Top of INFORMATION

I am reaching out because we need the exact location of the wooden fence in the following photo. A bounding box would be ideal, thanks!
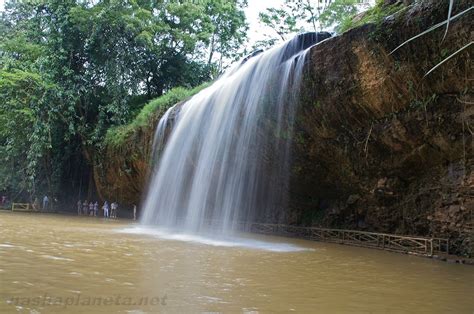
[245,223,450,256]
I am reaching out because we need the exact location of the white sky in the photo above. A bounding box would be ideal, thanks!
[245,0,286,46]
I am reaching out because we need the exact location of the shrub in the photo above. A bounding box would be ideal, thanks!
[104,83,209,147]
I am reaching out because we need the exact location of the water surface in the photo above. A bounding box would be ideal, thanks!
[0,212,473,313]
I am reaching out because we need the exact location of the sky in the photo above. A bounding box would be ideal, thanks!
[245,0,286,46]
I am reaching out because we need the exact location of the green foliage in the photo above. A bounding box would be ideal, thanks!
[203,0,249,74]
[259,7,299,41]
[0,69,57,195]
[338,0,405,33]
[319,0,360,31]
[0,0,247,201]
[256,0,369,49]
[104,83,210,148]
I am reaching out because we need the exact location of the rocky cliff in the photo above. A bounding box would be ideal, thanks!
[291,0,472,255]
[95,0,473,254]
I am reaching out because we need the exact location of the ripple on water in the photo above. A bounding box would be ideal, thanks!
[41,255,74,262]
[0,243,15,248]
[197,296,227,304]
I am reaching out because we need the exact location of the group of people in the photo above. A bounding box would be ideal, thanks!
[32,195,51,211]
[77,200,119,218]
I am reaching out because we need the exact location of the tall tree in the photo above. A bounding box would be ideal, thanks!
[203,0,248,75]
[0,0,248,203]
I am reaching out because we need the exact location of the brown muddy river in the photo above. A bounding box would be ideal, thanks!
[0,211,473,313]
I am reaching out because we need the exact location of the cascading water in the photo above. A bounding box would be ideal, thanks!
[141,33,329,235]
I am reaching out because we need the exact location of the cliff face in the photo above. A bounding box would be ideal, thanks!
[93,116,156,206]
[95,1,472,254]
[290,0,472,254]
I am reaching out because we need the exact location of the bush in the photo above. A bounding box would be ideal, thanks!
[338,0,406,33]
[104,83,209,147]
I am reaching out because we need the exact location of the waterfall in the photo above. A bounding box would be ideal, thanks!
[141,33,329,234]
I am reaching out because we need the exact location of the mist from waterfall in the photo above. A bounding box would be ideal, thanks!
[141,34,324,234]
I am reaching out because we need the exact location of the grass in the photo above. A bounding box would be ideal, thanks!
[104,83,210,147]
[338,0,407,33]
[388,4,473,77]
[390,6,473,55]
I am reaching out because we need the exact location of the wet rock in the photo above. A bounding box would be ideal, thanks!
[290,0,472,255]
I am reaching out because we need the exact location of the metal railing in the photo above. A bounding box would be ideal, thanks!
[246,223,450,256]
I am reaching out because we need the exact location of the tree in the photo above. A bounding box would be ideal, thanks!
[319,0,368,31]
[0,8,60,199]
[0,0,248,203]
[256,0,370,50]
[259,7,299,42]
[0,69,57,198]
[203,0,248,75]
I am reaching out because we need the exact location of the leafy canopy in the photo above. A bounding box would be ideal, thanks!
[0,0,247,201]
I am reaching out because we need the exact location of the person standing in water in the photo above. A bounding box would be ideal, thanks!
[110,202,117,218]
[103,201,109,218]
[109,202,113,218]
[89,201,94,216]
[42,195,49,211]
[83,200,88,215]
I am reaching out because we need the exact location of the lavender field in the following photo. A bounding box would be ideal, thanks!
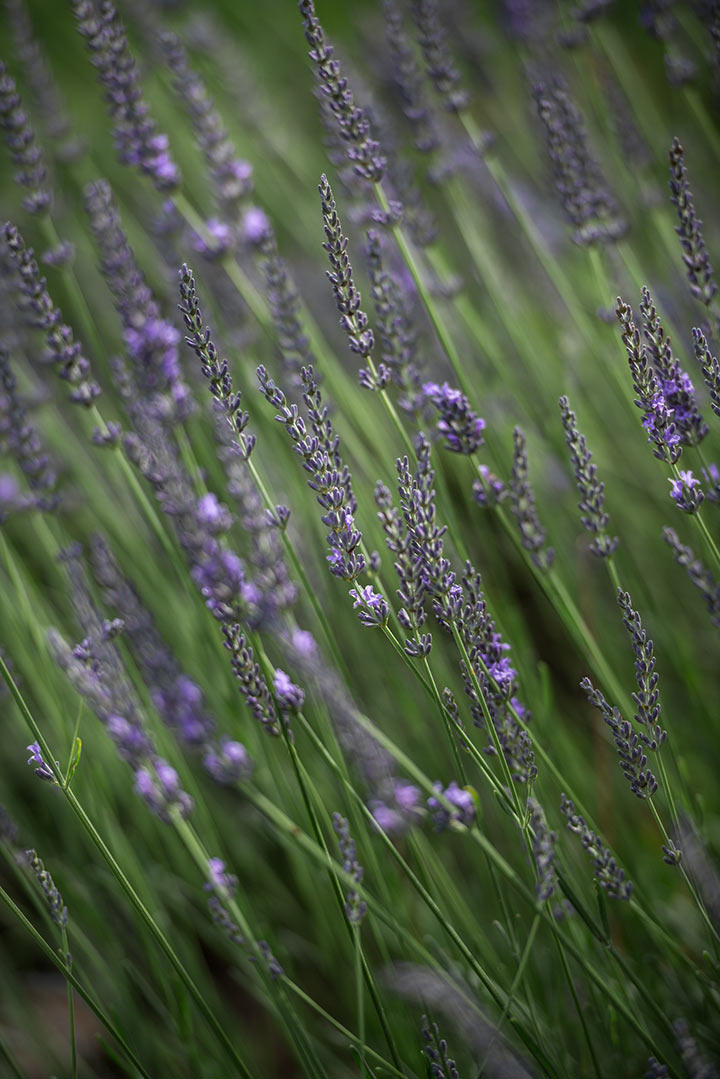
[1,0,719,1075]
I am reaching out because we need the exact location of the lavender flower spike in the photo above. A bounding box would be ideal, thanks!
[73,0,180,191]
[299,1,385,182]
[0,349,60,513]
[528,797,557,902]
[26,850,68,926]
[423,381,485,454]
[509,427,554,570]
[3,224,100,405]
[383,1,441,154]
[617,589,667,750]
[581,676,658,799]
[663,527,720,633]
[410,0,469,113]
[365,230,422,410]
[332,813,367,924]
[669,138,716,306]
[559,395,618,556]
[693,328,720,423]
[561,794,632,900]
[0,59,51,215]
[421,1014,460,1079]
[319,175,375,371]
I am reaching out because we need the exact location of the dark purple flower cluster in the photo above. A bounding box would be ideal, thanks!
[332,813,367,924]
[639,288,707,448]
[561,794,632,900]
[581,676,658,799]
[509,427,554,571]
[85,182,189,415]
[427,781,476,831]
[616,297,681,464]
[258,363,365,580]
[533,77,626,246]
[0,59,51,215]
[0,349,59,514]
[319,174,375,368]
[73,0,180,191]
[559,395,618,557]
[299,0,385,182]
[3,223,100,405]
[457,562,537,783]
[409,0,469,114]
[669,138,716,307]
[663,527,720,633]
[375,478,431,656]
[421,1014,460,1079]
[161,32,252,233]
[90,534,253,785]
[422,381,485,454]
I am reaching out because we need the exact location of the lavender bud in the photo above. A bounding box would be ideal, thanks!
[25,849,67,926]
[349,583,389,627]
[421,1014,460,1079]
[473,464,507,508]
[559,395,618,556]
[669,138,716,306]
[581,677,658,799]
[332,812,367,924]
[422,381,485,454]
[26,742,58,783]
[663,527,720,633]
[319,175,374,361]
[222,624,280,736]
[693,328,720,422]
[410,0,469,113]
[561,794,632,899]
[528,797,557,901]
[509,427,554,570]
[0,348,59,512]
[0,59,51,214]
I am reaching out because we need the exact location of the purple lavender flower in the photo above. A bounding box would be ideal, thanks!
[258,363,365,580]
[203,739,253,785]
[319,174,375,368]
[422,381,485,454]
[0,59,51,214]
[509,427,554,570]
[160,32,250,223]
[332,813,366,923]
[581,677,658,799]
[26,742,58,783]
[427,781,476,831]
[242,207,271,247]
[73,0,180,190]
[299,0,385,182]
[410,0,469,113]
[135,759,193,821]
[369,780,423,834]
[349,584,389,627]
[616,297,681,463]
[639,289,707,447]
[561,794,632,899]
[222,624,280,736]
[273,669,305,714]
[534,77,626,246]
[25,850,67,926]
[559,395,618,556]
[669,470,704,514]
[3,223,100,405]
[669,138,716,306]
[473,464,507,508]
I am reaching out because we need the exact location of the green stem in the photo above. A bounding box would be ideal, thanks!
[61,925,78,1079]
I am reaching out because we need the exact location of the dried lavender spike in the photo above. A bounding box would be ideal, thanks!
[25,849,67,926]
[332,813,367,923]
[421,1014,461,1079]
[559,395,618,556]
[693,328,720,422]
[410,0,469,113]
[528,797,557,902]
[319,174,374,367]
[669,138,717,307]
[663,527,720,633]
[581,677,658,799]
[0,58,51,214]
[560,794,632,899]
[383,0,441,153]
[222,624,281,736]
[639,289,707,447]
[0,348,59,512]
[257,363,365,580]
[160,32,251,228]
[375,477,431,656]
[533,76,626,246]
[2,223,100,405]
[73,0,180,191]
[178,264,255,460]
[508,427,554,571]
[617,589,667,750]
[616,296,680,464]
[299,0,385,182]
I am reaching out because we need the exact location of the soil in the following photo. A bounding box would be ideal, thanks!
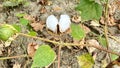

Bottom of INFORMATION

YOUR TASK:
Could you repeat all of the data exactly, minus the pictures?

RESPONSE:
I am reaching out because we need the exact location of the wooden fence in the following photo. A bounding box would be ideal, thanks!
[245,223,450,256]
I am reaching out because we need the exact location of the white sky in the photo above. A bounding box would be ideal, thanks!
[245,0,286,46]
I am reaching out because we need the exact location of the shrub in the photo above. A bounding box would be ideal, thanks!
[104,83,209,147]
I am reaching out because we need the exact location of the water surface in the photo above. A bounding box would be ideal, thanks!
[0,212,473,313]
I am reaching out because we need the exact location of the sky in the photo above. A bounding box would be ideal, thanks!
[245,0,286,46]
I am reaching out because we need the exact location of the green foliage in the photo above. A bounding box would be ideal, thanks!
[203,0,249,74]
[259,7,299,41]
[0,69,57,195]
[338,0,405,33]
[319,0,360,31]
[0,0,247,201]
[256,0,369,49]
[104,83,210,148]
I am reaching out because we need the exact location of the rocky cliff in the photo above. A bounding box would be ideal, thanks!
[291,0,472,255]
[95,0,473,254]
I am reaching out because we need the exact location of the ripple on water in the photo above. A bounding box would be ideal, thanks!
[41,255,74,262]
[0,243,15,248]
[197,296,227,304]
I am reaching out because we need the exact location of the group of people in the photo above. A bounding box would be ideal, thanks!
[32,195,51,211]
[77,200,119,218]
I am reaching out because we need the exact location of the tall tree in the photo above. A bounding box would be ideal, thanks!
[203,0,248,75]
[0,0,248,203]
I am reaching out because we need the exact location of the brown muddy river in the photo above. A bounding box would be ideal, thanks!
[0,211,473,313]
I am reaching out because we need the exact location of the cascading water in the photo above. A bounding box would be ideal, thanks!
[141,33,329,235]
I am reaching out because we need the exact location of the cliff face in the photo above. A bounding box would be ideal, thanks!
[93,116,156,206]
[95,1,472,254]
[290,0,472,254]
I am reaching out because we need the exact location of the bush in the photo above. A bounding box would be ideal, thanks!
[338,0,406,33]
[104,83,209,147]
I am reaching out because we need the exact location of the waterfall in the photo above. A bounding box would be ideal, thanks!
[141,33,329,234]
I am reaching out because we need the exact location of the mist from waterfall in the photo above. A bounding box would be ideal, thanks!
[141,34,324,234]
I am reaching out because we need the exact location of the grass in the photo above. A bounding box would be ideal, thanks!
[104,83,210,147]
[338,0,407,33]
[388,4,473,77]
[390,6,473,55]
I am reaching out because we need the exact location of the wet rock in the photo above. A bounding box would be ideal, thanks!
[290,0,472,255]
I am reaching out because we need the exact location of the metal railing in the photo above. A bounding box would be ideal, thanks!
[246,223,450,256]
I am reaching out because we need the exact location of the tree in the photo above. A bounding box would be ideal, thanks!
[319,0,368,31]
[0,8,60,199]
[0,0,248,203]
[256,0,370,50]
[259,7,299,42]
[0,69,57,198]
[203,0,248,75]
I am reaching out because we need the exact location of the leafy canopy in the photo above. A bounding box would be ideal, thanks!
[0,0,247,201]
I am reaching out because we need the exact location of the person standing in water in the photo above. A bounding box would be ideal, thanks!
[110,202,117,218]
[103,201,109,218]
[109,202,113,218]
[89,201,94,216]
[42,195,49,211]
[83,200,88,215]
I am reaching out because we need the exact location of the lavender field in the following photo. A bounding box would be ideal, thanks!
[1,0,719,1075]
I am reaching out because we need the exact location of the lavender flower spike in the photo above. A bounding box would be ideal, thanks!
[73,0,180,191]
[299,1,385,182]
[0,349,60,513]
[528,797,557,902]
[26,850,68,926]
[423,381,485,454]
[509,427,554,570]
[3,224,100,405]
[383,1,441,154]
[617,589,667,750]
[581,676,658,799]
[663,527,720,633]
[410,0,469,113]
[365,230,422,410]
[332,813,367,924]
[669,138,716,306]
[559,395,618,556]
[693,328,720,423]
[561,794,632,900]
[0,59,51,215]
[421,1014,460,1079]
[319,175,375,371]
I am reaching out because we need the exact location of the dark purple flower cluster in the photo above. A bounding box would be ideal, thanks!
[332,813,367,924]
[639,288,707,448]
[561,794,632,900]
[581,676,658,799]
[509,427,554,571]
[85,182,189,415]
[427,781,476,831]
[616,297,681,464]
[258,363,365,580]
[533,77,626,246]
[0,59,51,215]
[0,349,59,514]
[319,174,375,368]
[73,0,180,191]
[559,395,618,557]
[299,0,385,182]
[3,223,100,405]
[457,562,537,783]
[409,0,469,114]
[669,138,716,307]
[663,527,720,633]
[375,478,431,656]
[421,1014,460,1079]
[161,32,252,233]
[90,534,253,785]
[422,381,485,454]
I am reaching out because we need the exact location of the lavender bud in the photo above. A bounding box would be ideal, thanks!
[25,849,67,926]
[349,583,389,627]
[421,1014,460,1079]
[473,464,507,508]
[559,395,618,556]
[669,138,716,306]
[581,677,658,799]
[332,812,367,924]
[422,381,485,454]
[26,742,58,783]
[663,527,720,633]
[319,175,374,361]
[222,624,280,736]
[693,328,720,422]
[410,0,469,113]
[561,794,632,899]
[528,797,557,901]
[509,427,554,570]
[0,348,59,512]
[0,59,51,214]
I am reaching out because we need the exact location of the purple lavender flower in the photo above. A bounding box would be ideal, thanks!
[258,363,365,580]
[203,739,253,785]
[319,174,375,368]
[422,381,485,454]
[0,59,51,214]
[509,427,554,570]
[160,32,250,223]
[332,813,366,923]
[581,677,658,799]
[26,742,58,783]
[427,781,476,831]
[242,207,271,247]
[73,0,180,190]
[299,0,385,182]
[410,0,469,113]
[135,759,193,821]
[369,780,423,834]
[349,584,389,627]
[616,297,681,463]
[639,289,707,447]
[561,794,632,899]
[222,624,280,736]
[273,669,305,714]
[534,77,626,246]
[25,850,67,926]
[559,395,618,556]
[669,470,704,514]
[3,223,100,405]
[669,138,716,306]
[473,464,507,508]
I am reaching out because we need the exact location of the green stem in the photo above. A bounding box would be ideal, thanks!
[61,925,78,1079]
I am reaching out because we need the exact location of the dried lavender spike in the photo above. A bounding box would be ideal, thanks!
[25,849,67,926]
[332,813,367,923]
[421,1014,461,1079]
[559,395,618,556]
[693,328,720,422]
[410,0,469,113]
[528,797,557,902]
[319,174,374,367]
[669,138,717,307]
[663,527,720,633]
[581,677,658,799]
[0,58,51,214]
[560,794,632,899]
[383,0,441,153]
[222,624,281,736]
[639,289,707,447]
[0,348,59,512]
[257,363,365,580]
[160,32,251,228]
[375,477,431,656]
[533,76,626,246]
[2,223,100,405]
[73,0,180,191]
[178,264,255,460]
[508,427,554,571]
[617,589,667,750]
[616,296,680,464]
[299,0,385,182]
I am reaching out because we need the exact location of the soil in the following photo. A bounding box would be ideal, thanks!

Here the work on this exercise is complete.